Labeled-object pointing entries:
(begin)

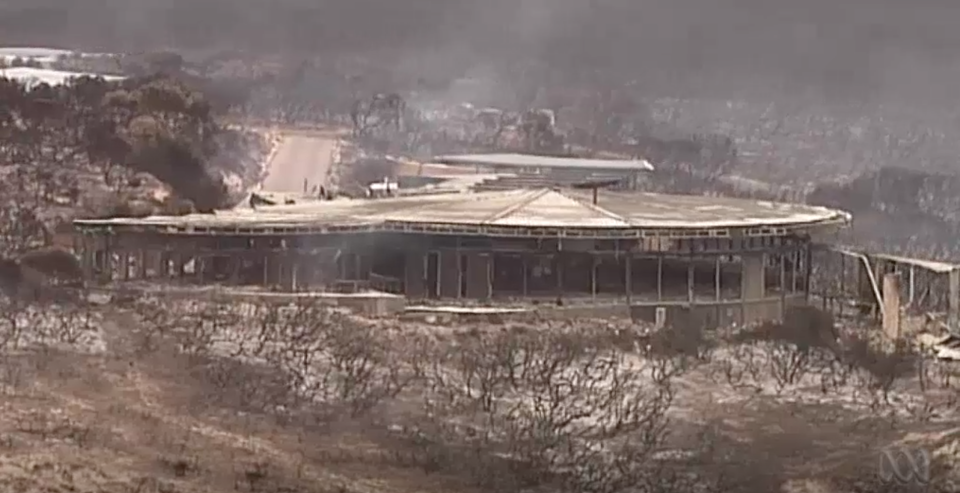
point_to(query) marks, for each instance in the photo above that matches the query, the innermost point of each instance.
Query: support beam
(891, 307)
(628, 278)
(717, 275)
(953, 304)
(660, 278)
(593, 274)
(752, 288)
(479, 267)
(525, 259)
(450, 274)
(415, 276)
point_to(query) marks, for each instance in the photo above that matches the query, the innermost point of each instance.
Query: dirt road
(303, 155)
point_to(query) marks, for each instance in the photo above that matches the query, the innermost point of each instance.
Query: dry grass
(154, 414)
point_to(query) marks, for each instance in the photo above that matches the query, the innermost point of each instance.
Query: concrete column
(274, 270)
(593, 271)
(86, 258)
(414, 276)
(752, 282)
(891, 306)
(783, 283)
(953, 304)
(526, 273)
(717, 276)
(628, 277)
(449, 274)
(752, 287)
(478, 276)
(660, 278)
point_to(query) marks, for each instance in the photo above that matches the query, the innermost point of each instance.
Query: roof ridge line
(596, 208)
(533, 195)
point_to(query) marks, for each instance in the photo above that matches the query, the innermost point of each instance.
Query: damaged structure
(719, 260)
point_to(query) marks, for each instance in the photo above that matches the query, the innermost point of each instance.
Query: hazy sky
(838, 48)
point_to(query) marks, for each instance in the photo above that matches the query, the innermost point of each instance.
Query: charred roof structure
(722, 260)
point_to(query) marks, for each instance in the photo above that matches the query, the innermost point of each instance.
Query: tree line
(86, 144)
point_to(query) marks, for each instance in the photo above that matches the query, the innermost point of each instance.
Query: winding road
(302, 155)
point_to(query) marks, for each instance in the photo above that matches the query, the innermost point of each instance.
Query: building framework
(719, 260)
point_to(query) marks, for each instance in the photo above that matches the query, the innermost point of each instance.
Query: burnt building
(721, 260)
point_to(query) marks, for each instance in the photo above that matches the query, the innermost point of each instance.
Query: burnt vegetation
(572, 406)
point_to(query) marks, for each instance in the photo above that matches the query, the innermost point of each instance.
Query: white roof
(543, 208)
(32, 76)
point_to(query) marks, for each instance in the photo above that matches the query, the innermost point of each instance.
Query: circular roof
(488, 212)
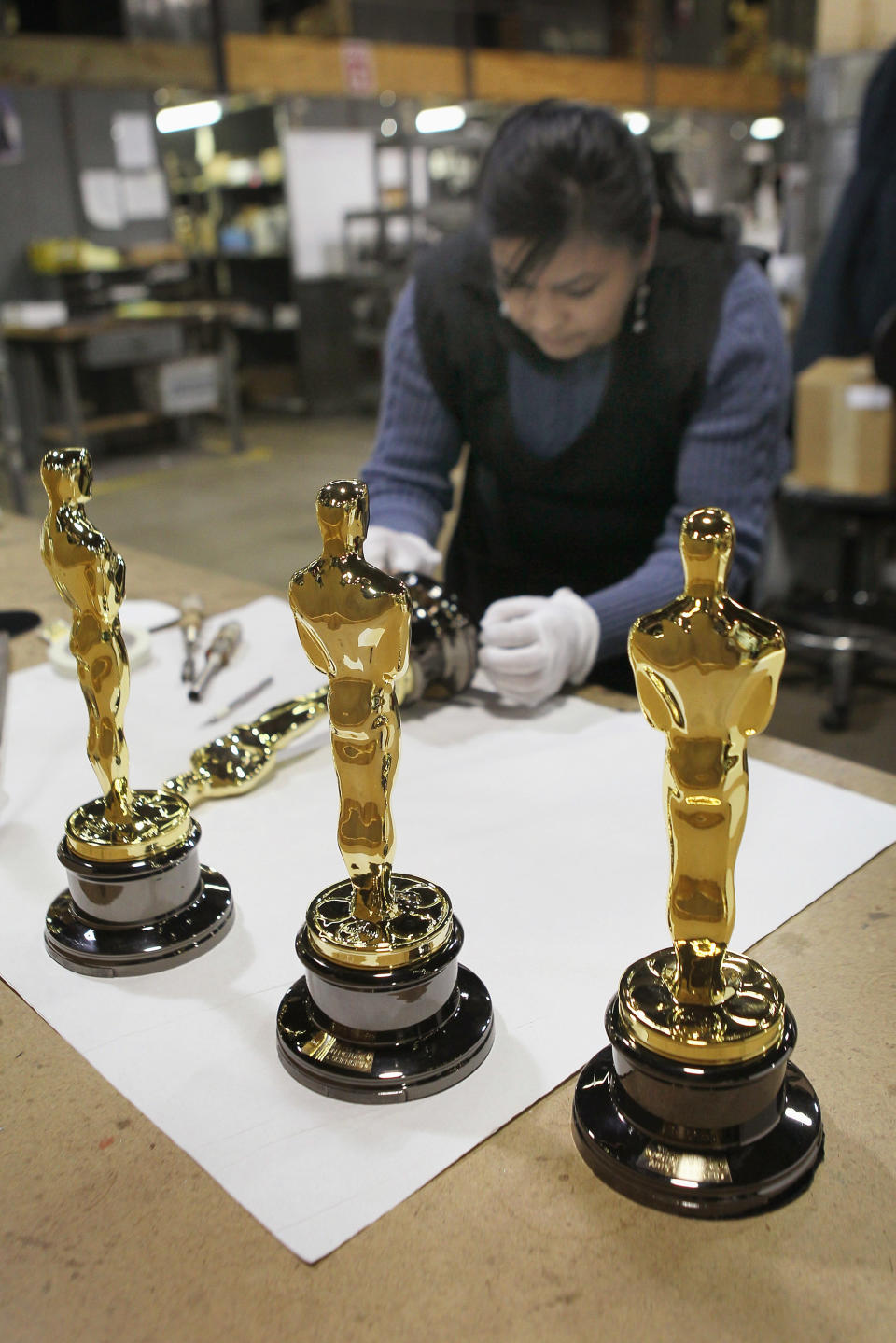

(end)

§ **TASK DETAILS**:
Pull out every line in the entries that contains the string "structure", and list those lines with no changes.

§ **COMPLETED TASK**:
Query: damaged structure
Query: charred roof structure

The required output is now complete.